Carry on the passage about ant colonies below, beginning right after its final sentence.

» Passage for review:
--*--

It’s the insect version of squeezing glue from a bottle. This adult weaver in Australia holds a silk-producing larva in its jaws, spreading the larva’s sticky secretions to bind leaves for the colony nest. Few animals match such intricate homemaking techniques.
That ant might be a queen mother, weighing about the same as a few grains of salt. But she, along with other queens and their worldwide empires, would match the weight of the seven billion people seething across the planet these days. Plus, the queens and their offspring have been living in large, highly organized, cooperative societies—practicing activities from strategic army warfare to agriculture and livestock herding—for at least 50 million years. We've been at it for, what, 10,000, tops?
I'd nominate entomologist and photographer Mark Moffett as the aliens' escort. During years of jungle quests he has discovered new ant species and astonishing ant behaviors. Even over breakfast here in the rain forest of Queensland, Australia, he's pondering what sort of organism an ant colony amounts to, since it is this social group as a whole, not the individual, that really competes in the struggle for survival and evolves over time. Consider the colony as a unified body in which individual members are like cells, with castes of them performing separate duties like specialized organs.

--*--

» Records provided:
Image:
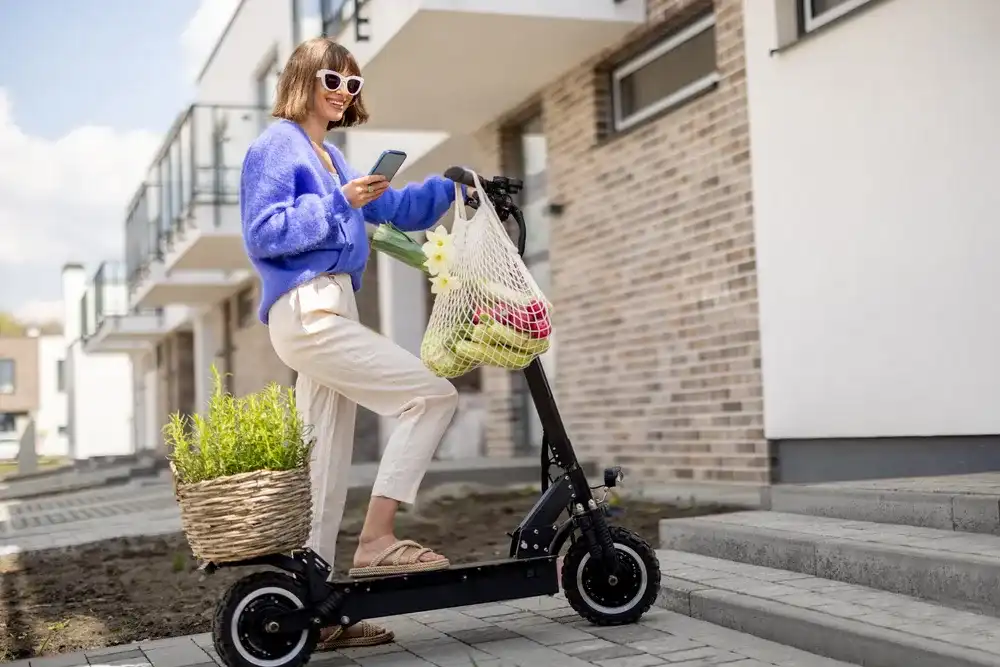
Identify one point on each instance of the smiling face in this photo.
(321, 83)
(334, 93)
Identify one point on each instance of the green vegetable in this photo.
(390, 240)
(491, 332)
(493, 355)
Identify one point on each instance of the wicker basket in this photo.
(246, 515)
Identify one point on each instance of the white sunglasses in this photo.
(333, 81)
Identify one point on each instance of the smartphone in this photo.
(388, 164)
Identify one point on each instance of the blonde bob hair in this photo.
(297, 83)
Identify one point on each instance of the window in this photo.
(244, 307)
(334, 14)
(672, 71)
(7, 377)
(817, 13)
(267, 86)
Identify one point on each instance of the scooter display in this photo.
(610, 575)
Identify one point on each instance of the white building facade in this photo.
(98, 383)
(52, 420)
(873, 139)
(763, 224)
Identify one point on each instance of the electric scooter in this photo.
(610, 575)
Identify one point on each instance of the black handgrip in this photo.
(460, 175)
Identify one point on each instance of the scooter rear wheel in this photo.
(603, 600)
(238, 631)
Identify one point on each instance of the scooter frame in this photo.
(531, 568)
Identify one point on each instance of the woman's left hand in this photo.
(364, 190)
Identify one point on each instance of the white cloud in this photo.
(203, 31)
(62, 200)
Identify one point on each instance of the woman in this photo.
(304, 211)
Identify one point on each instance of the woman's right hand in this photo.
(364, 190)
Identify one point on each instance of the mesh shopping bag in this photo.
(488, 309)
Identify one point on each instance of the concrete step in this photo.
(957, 569)
(846, 622)
(969, 503)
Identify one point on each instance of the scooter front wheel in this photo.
(239, 633)
(612, 600)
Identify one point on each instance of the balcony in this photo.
(182, 231)
(107, 325)
(443, 65)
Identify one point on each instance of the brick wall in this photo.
(654, 279)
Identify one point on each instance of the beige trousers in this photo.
(341, 363)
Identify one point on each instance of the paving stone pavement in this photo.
(144, 507)
(523, 633)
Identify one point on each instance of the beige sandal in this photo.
(371, 635)
(411, 563)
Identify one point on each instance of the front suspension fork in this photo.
(593, 525)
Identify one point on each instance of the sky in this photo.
(88, 88)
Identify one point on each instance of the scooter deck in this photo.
(457, 586)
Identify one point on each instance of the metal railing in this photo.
(198, 164)
(107, 298)
(336, 14)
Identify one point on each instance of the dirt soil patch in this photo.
(133, 589)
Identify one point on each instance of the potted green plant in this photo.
(241, 474)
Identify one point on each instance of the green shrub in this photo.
(262, 431)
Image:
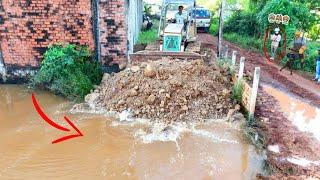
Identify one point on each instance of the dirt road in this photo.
(274, 125)
(296, 84)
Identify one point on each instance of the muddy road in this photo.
(296, 84)
(288, 113)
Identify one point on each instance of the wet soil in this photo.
(296, 84)
(273, 123)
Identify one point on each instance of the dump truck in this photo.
(177, 40)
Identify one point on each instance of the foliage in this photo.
(314, 32)
(300, 16)
(214, 26)
(242, 22)
(147, 10)
(251, 43)
(68, 70)
(237, 91)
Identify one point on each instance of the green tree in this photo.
(300, 16)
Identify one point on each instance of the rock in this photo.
(184, 108)
(133, 93)
(121, 102)
(105, 77)
(150, 71)
(162, 91)
(237, 107)
(135, 69)
(151, 99)
(162, 104)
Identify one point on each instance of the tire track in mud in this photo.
(270, 72)
(277, 129)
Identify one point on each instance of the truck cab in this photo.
(203, 19)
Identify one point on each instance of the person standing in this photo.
(180, 17)
(317, 78)
(297, 51)
(275, 40)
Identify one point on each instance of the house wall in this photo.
(112, 30)
(27, 27)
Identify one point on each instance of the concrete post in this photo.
(1, 60)
(234, 58)
(254, 92)
(240, 76)
(222, 6)
(226, 53)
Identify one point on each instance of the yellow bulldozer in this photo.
(175, 38)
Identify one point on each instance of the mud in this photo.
(113, 149)
(296, 84)
(292, 154)
(168, 90)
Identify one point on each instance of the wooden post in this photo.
(254, 92)
(220, 36)
(240, 76)
(234, 58)
(227, 51)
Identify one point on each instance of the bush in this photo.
(214, 27)
(68, 70)
(242, 22)
(300, 16)
(244, 41)
(310, 58)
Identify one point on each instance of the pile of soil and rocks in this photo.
(168, 89)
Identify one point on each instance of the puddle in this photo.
(302, 114)
(112, 149)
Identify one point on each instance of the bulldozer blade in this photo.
(143, 56)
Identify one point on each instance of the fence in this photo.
(249, 95)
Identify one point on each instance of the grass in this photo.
(246, 42)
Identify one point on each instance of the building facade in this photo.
(28, 27)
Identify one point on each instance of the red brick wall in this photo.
(113, 37)
(27, 27)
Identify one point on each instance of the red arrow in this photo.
(52, 123)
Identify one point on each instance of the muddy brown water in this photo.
(302, 114)
(111, 149)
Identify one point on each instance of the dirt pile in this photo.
(168, 89)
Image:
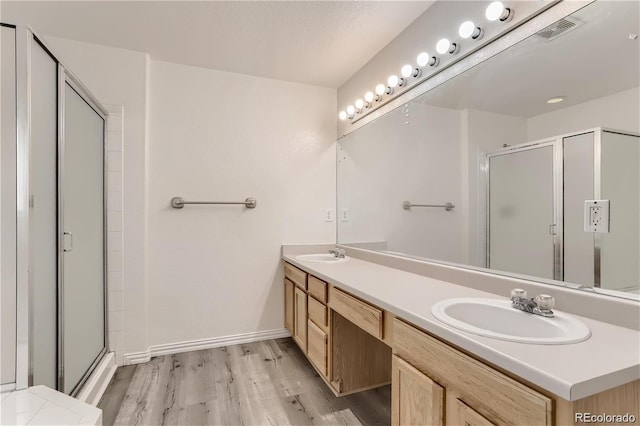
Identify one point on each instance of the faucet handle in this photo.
(545, 302)
(518, 293)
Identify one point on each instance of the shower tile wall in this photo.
(115, 292)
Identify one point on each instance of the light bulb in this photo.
(494, 11)
(368, 96)
(423, 59)
(556, 100)
(443, 46)
(467, 29)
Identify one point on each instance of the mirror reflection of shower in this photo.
(538, 209)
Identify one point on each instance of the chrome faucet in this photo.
(337, 252)
(540, 305)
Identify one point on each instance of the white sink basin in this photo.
(497, 319)
(322, 257)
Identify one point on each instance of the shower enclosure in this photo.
(52, 219)
(535, 208)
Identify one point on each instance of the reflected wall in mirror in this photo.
(517, 167)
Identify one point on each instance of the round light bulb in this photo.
(423, 59)
(494, 11)
(407, 71)
(555, 100)
(368, 96)
(467, 29)
(443, 46)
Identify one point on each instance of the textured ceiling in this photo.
(314, 42)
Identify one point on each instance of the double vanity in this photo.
(453, 354)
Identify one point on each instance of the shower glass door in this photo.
(523, 232)
(83, 296)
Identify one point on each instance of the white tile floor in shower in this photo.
(40, 405)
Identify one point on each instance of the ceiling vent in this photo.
(558, 28)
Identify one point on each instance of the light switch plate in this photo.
(596, 216)
(328, 215)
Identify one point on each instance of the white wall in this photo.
(412, 153)
(215, 270)
(620, 111)
(119, 77)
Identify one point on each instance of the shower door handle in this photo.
(64, 242)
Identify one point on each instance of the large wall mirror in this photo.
(527, 164)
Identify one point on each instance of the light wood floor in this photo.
(263, 383)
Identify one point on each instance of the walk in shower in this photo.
(52, 219)
(537, 209)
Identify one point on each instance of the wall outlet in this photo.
(596, 216)
(328, 215)
(344, 215)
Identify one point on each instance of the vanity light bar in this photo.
(412, 75)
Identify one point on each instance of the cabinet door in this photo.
(317, 347)
(415, 398)
(288, 305)
(300, 319)
(466, 416)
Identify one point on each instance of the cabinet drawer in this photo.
(317, 347)
(492, 394)
(465, 415)
(318, 289)
(358, 312)
(297, 276)
(317, 311)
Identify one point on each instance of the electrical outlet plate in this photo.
(344, 215)
(328, 215)
(596, 216)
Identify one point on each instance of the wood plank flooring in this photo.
(262, 383)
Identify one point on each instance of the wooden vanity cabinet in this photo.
(295, 304)
(306, 315)
(415, 398)
(288, 305)
(475, 393)
(300, 318)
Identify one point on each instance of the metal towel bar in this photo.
(179, 202)
(447, 206)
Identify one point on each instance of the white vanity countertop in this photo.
(609, 358)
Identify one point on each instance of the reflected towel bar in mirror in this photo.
(447, 206)
(179, 202)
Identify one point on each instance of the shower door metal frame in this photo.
(24, 360)
(65, 77)
(558, 214)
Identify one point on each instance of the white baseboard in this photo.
(195, 345)
(97, 383)
(8, 387)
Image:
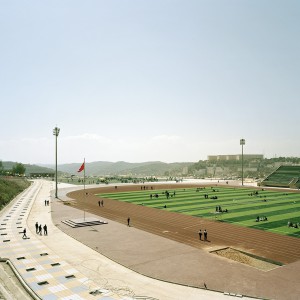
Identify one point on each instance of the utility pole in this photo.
(242, 143)
(56, 133)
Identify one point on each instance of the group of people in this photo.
(204, 234)
(294, 225)
(264, 218)
(219, 209)
(38, 229)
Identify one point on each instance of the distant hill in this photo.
(102, 168)
(8, 165)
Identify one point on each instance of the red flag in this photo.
(81, 168)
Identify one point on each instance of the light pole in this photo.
(56, 133)
(242, 142)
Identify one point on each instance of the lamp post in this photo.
(56, 133)
(242, 142)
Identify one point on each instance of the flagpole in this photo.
(84, 190)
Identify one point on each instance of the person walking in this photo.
(45, 230)
(200, 235)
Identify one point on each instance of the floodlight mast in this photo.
(242, 143)
(56, 133)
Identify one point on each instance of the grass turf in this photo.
(242, 204)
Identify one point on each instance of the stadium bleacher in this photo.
(284, 176)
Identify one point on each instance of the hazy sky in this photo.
(139, 80)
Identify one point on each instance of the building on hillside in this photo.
(234, 157)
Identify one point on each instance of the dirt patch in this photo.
(244, 258)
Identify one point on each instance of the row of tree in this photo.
(17, 170)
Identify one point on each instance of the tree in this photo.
(18, 169)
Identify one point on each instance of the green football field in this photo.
(242, 204)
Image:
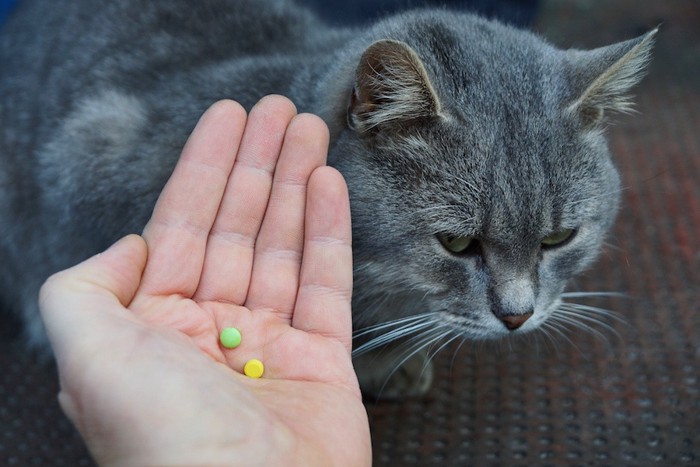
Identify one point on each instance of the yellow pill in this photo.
(254, 368)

--*--

» Exercise response:
Just above our heads, in the rain forest canopy, streams the almost perfect society. In other tropical and subtropical woodlands, scores of different ant species may share a single tree. But there's little room for coexistence where the ants known as Oecophylla make their home—one species here in Australia and in southern Asia, the other in parts of Africa. Long-legged and lithe, they so aggressively dominate huge territories in the forest canopies that locals simply call them the tree ants.